■ Page text ■
Monday, August 4, 2008

What can I say? I'm all over the place...

I'd like to start by making what mainstream America would call a "shout out" to rock em' sock em' Kami. You have been epic and a vital part to my forcibly drawn silver lining. I would tell you that on your page/blog/whatev but I'm still learning how to work this damn thing. 

Now, onto the point...

I have a craving for intellectual stimulation. This summer has played on every other aspect of myself as a human being and now I need to think. Not some sort of internal evaluation or anything of the likeness, but some good old fashioned book learning. I think that is why I am so excited to start school already. I'm tired of being on campus day in and day out, going to meetings that are useless but satisfy Nicole's need to micromanage. I do the same monotonous tasks and give updates on slow moving changes, make trips to marketing, argue with Nicole over making trips to marketing, and then head right back to attempting at planning bigger and better events. I have put out a lot of hype, and I sure as hell plan on seeing it all out. I just need some excitement in the form of knowledge. It's gotten to the point where I am up until about 3 in the morning watching the latest updates on fox hoping to absorb every bit of information.

■ Data records ■
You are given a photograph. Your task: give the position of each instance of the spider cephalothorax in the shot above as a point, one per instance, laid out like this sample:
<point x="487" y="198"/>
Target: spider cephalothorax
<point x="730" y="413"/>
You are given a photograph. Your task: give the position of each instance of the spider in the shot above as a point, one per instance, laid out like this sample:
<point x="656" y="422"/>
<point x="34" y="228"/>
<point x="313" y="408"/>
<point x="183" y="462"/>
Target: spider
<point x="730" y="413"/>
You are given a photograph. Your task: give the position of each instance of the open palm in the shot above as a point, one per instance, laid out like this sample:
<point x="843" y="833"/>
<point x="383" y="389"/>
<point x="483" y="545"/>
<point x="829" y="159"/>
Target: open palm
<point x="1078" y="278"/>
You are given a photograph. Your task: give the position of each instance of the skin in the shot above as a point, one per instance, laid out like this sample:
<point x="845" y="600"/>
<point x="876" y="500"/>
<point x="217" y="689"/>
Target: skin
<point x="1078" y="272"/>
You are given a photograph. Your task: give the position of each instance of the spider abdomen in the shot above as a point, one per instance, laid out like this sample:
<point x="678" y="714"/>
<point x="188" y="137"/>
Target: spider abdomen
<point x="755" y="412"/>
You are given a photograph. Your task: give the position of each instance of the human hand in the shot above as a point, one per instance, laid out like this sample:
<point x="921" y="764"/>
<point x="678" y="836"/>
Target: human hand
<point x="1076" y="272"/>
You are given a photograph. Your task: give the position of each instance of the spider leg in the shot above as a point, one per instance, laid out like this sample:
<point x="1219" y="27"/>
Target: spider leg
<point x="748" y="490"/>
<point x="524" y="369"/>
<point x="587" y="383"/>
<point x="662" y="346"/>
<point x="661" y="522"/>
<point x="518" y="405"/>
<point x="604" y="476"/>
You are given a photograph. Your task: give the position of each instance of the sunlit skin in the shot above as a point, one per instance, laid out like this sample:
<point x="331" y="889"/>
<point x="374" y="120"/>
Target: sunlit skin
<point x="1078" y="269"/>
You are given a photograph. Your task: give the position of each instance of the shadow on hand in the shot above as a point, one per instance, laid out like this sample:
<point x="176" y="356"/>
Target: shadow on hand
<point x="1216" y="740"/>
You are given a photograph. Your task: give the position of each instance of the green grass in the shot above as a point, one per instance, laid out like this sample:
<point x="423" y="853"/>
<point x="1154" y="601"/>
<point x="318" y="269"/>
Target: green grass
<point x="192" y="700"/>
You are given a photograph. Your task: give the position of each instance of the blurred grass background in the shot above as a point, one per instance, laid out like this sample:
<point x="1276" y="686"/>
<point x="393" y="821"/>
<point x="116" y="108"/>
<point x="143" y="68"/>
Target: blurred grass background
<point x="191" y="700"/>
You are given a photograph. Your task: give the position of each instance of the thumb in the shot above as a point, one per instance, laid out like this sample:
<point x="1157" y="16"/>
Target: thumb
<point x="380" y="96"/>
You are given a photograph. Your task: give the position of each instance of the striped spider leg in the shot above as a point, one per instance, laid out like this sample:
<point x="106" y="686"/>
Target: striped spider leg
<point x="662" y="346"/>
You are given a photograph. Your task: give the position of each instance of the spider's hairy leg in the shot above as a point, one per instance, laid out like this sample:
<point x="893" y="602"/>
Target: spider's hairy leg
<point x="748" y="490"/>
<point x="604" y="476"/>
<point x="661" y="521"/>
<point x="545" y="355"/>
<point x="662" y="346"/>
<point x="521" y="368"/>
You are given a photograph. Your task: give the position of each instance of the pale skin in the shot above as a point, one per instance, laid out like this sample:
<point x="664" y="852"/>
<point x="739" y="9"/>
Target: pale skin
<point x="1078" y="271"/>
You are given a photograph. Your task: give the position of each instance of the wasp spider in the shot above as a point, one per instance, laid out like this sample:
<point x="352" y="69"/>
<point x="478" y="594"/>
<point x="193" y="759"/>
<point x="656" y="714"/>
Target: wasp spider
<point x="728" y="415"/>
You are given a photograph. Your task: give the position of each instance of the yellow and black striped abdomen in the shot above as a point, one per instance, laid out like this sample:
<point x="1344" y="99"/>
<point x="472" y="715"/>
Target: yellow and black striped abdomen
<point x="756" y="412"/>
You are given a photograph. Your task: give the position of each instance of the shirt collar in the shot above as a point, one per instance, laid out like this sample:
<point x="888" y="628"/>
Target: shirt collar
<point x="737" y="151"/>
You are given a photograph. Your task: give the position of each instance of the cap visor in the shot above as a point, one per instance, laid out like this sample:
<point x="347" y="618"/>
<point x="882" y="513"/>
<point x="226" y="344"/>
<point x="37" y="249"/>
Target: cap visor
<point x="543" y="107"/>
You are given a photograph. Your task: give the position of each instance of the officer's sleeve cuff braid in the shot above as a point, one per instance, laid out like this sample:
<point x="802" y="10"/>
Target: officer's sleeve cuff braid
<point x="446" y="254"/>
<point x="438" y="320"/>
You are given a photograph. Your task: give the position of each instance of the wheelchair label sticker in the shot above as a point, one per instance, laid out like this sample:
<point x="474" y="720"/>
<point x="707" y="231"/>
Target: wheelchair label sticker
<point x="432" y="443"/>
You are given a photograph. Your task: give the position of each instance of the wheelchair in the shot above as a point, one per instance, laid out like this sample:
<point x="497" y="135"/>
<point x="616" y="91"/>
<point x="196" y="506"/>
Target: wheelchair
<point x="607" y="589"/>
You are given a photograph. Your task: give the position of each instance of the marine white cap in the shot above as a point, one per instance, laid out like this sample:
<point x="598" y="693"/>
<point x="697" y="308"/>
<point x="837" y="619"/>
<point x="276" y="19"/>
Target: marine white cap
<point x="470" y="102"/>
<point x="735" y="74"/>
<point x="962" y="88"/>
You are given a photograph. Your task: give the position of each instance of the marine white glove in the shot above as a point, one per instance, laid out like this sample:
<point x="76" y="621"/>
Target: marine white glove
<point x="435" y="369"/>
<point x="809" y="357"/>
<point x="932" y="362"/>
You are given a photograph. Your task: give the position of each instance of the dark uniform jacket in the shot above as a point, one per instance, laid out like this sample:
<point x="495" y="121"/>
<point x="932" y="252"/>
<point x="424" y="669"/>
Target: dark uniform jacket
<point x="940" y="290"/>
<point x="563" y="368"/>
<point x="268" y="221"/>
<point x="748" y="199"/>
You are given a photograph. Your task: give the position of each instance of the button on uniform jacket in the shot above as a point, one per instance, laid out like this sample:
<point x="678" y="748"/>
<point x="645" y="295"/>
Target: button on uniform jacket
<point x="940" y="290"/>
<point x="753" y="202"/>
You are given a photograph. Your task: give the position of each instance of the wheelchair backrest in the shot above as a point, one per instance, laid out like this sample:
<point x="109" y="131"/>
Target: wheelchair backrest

■ Goal ■
Extend the blog post about craving intellectual stimulation, starting after its last sentence. The listing comes from a separate source.

■ Output of the task ■
I need another art course or possibly a writing class, finally. I haven't truly written anything creatively for about two years now and it sucks. 

As for my previous post, life is a bit better on the family front. No, money has not magically appeared in our hands, it is instead disappearing rather quickly. Somehow though, amidst all this resentment and fear, it is just what we needed as a family. My sister is less than rude now and my father is learning to actually interact with us rather than being the man behind the scenes. There are no scenes to be behind now and he has been forced to be a parent. I'm not in any way demeaning his skills as a father, but he lacks the ability to openly communicate with those around him as freely as he seems to want. Also, my mother is becoming less of a crazy bitch than earlier, because she knows that we are all sacrificing and her fear of losing control has been met and the world hasn't exploded. There have been tears, oh yes, but we are learning that there are ways of maintaining the most important foundation to anyone's happiness, which is a home. Not a house in which you dwell, but a haven, kept only in the hearts of those you love. 

Which reminds me...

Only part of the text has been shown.